● **WHAT TO DO**
Rewrite all of the data below with every "instance" swapped for "occurrence" and nothing else changed. Leave the pictures out of your answer.

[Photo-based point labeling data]
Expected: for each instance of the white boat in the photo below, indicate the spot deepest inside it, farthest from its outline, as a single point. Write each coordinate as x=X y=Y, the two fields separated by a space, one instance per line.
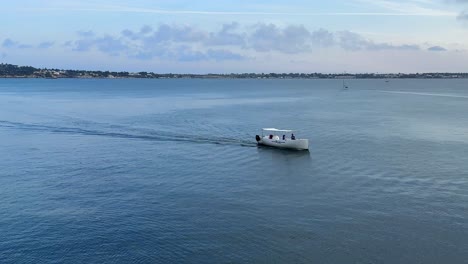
x=281 y=138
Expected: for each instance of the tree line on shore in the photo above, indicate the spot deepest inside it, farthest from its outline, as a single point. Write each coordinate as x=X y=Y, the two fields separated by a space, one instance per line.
x=15 y=71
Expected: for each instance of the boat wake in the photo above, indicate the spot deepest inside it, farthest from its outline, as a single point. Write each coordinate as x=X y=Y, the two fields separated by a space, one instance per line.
x=131 y=133
x=426 y=94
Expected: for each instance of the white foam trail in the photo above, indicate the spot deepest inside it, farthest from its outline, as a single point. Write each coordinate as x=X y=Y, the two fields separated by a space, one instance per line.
x=427 y=94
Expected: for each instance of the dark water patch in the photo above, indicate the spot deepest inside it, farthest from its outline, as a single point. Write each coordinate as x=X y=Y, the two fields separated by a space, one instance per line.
x=150 y=135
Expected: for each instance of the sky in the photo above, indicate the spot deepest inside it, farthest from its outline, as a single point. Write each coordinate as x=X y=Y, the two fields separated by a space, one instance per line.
x=227 y=36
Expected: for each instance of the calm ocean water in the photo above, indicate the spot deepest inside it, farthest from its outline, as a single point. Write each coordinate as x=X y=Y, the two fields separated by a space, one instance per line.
x=167 y=171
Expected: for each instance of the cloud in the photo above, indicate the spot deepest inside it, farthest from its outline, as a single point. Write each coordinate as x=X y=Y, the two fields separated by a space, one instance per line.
x=169 y=42
x=45 y=45
x=269 y=37
x=437 y=48
x=230 y=42
x=11 y=44
x=353 y=42
x=226 y=36
x=463 y=16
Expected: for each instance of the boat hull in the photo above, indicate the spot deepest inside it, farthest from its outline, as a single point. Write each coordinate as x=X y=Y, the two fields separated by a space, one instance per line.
x=298 y=144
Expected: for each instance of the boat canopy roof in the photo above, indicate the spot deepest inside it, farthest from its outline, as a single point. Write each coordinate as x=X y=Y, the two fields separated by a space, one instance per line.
x=278 y=130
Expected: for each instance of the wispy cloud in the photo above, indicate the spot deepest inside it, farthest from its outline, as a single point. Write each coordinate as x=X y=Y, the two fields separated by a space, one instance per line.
x=392 y=9
x=410 y=7
x=12 y=44
x=436 y=48
x=230 y=42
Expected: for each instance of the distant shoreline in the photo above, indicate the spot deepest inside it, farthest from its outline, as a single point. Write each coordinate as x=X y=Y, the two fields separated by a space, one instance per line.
x=9 y=71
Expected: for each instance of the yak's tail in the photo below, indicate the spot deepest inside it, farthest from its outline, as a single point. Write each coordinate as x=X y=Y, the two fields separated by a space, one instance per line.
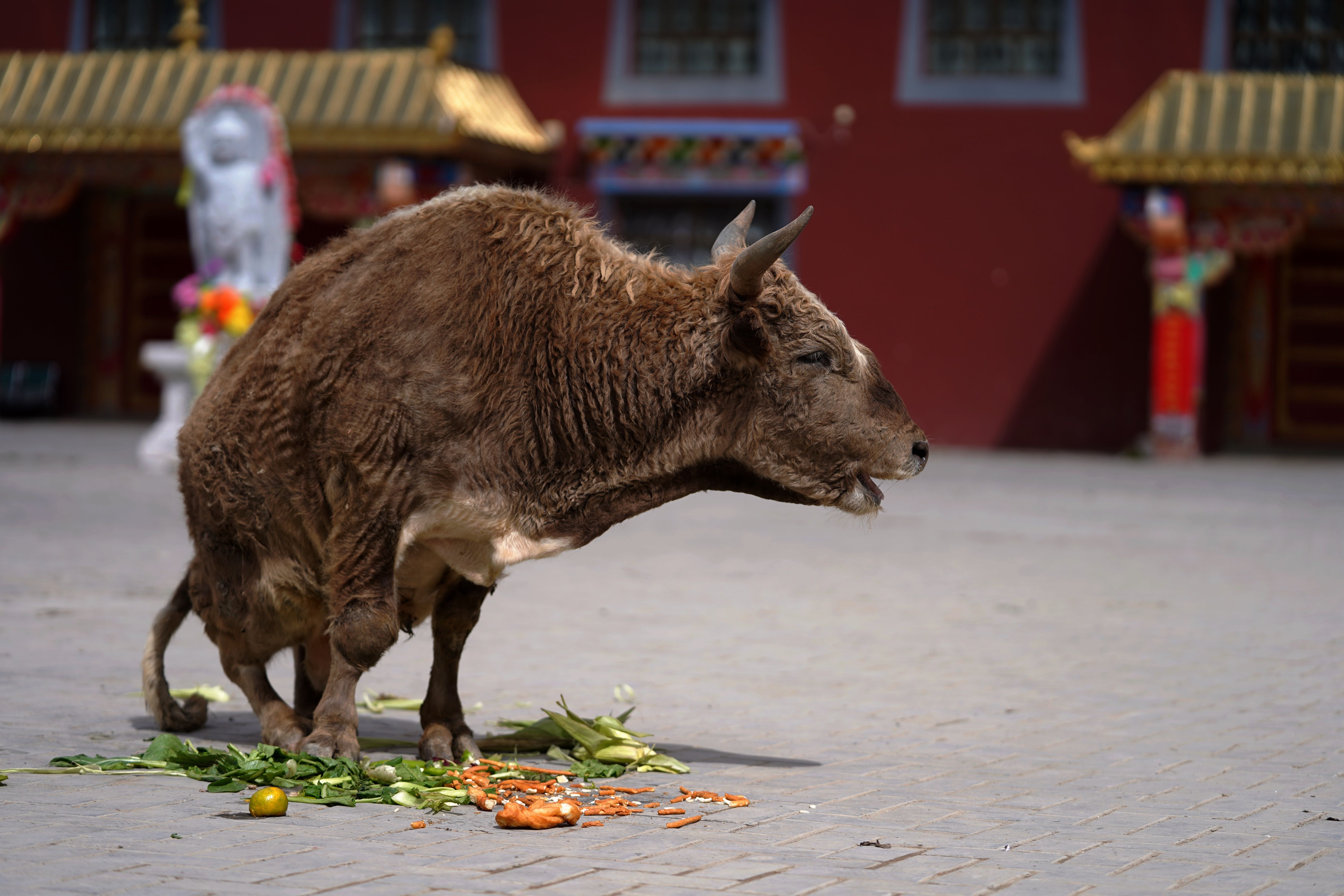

● **EXERCISE OUTPUT**
Expected: for each occurrence of the white boat in the photo below, indicate the spot deepest inside it, farthest from its outline, as a single point. Write each coordinate as x=X y=Y, the two fields separated by a space, one occurrence per line.
x=281 y=138
Expected: for each occurrence of the tree line on shore in the photo above, indicate the spot deepest inside it, farthest from its outline, as a single point. Write each coordinate as x=X y=Y, the two fields separated by a space, one occurrence per line.
x=15 y=71
Expected: for each occurrence of the boat wake in the photo above, indicate the spot deepest inside it, farthest from its outline, as a single point. Write each coordinate as x=X y=Y, the two fields separated by a space, one occurrence per line.
x=131 y=133
x=426 y=94
Expected: for each occurrence of the white foam trail in the photo above, indicate the spot deepest inside it, farthest from its outline, as a single point. Write each coordinate as x=X y=Y, the two fields separated by a space, one occurrence per line.
x=427 y=94
Expected: for each occurrence of the dark water patch in the photo above, indicate the spot deepest inside it, farthest from its outline, as a single point. Write each coordinate as x=X y=Y, the two fields separated by a space, one occurrence per line.
x=150 y=135
Expected: for each occurrence of the sky in the photo above, indicate the spot deepest inside it, farthest from its outline, as a single point. Write each coordinate as x=X y=Y, the two fields separated by a space, one occurrence per line.
x=227 y=36
Expected: for each occurrence of the calm ocean water in the photo above, indicate the spot deepest inside it, farthest from its outline, as a single point. Write each coordinate as x=X y=Y, the two fields separated by a space, one occurrence per line.
x=167 y=171
Expected: for each occurrence of the cloud in the photo above, indicate the spot deepest inside it, farthest from its outline, as a single point. Write each coordinate as x=X y=Y, the two fields separated by a space, one occurrence per line.
x=169 y=42
x=45 y=45
x=269 y=37
x=437 y=48
x=230 y=42
x=11 y=44
x=353 y=42
x=226 y=36
x=463 y=16
Expected: for each occurrence of the boat hull in the photo above, indicate the spot deepest inside it, farthest from its outline, as a single point. Write each coordinate as x=X y=Y, the two fields separated by a space, one occurrence per line.
x=298 y=144
Expected: for each occurrence of the boat canopy roof in the photo above, indicate the spot deepest inside it, farthest from its outline, as a single point. Write each coordinate as x=X y=Y, the two fields separated by a space, one occurrence per line.
x=278 y=130
Expected: for each occurrence of the wispy cloud in the photo above, indicate the spot deepest inside it, farthest from its outline, as a single point. Write each coordinate as x=X y=Y, the two fields separated by a space, one occurrence per line.
x=392 y=9
x=410 y=7
x=12 y=44
x=436 y=48
x=230 y=42
Expected: for each occurrence of the distant shoreline in the photo above, indicate the spot deepest inside it, farthest from its outline, as a single point. Write each coordinate as x=X y=Y, the two fields separated by a space, one occurrence per line.
x=9 y=71
Expected: for each occurrence of the yak's tail in the photo below, indicate the spot deepest inside it, farthest from its outline, as a single point. Write each coordinate as x=X y=Y, the two fields separated by a space, one occurrence per line.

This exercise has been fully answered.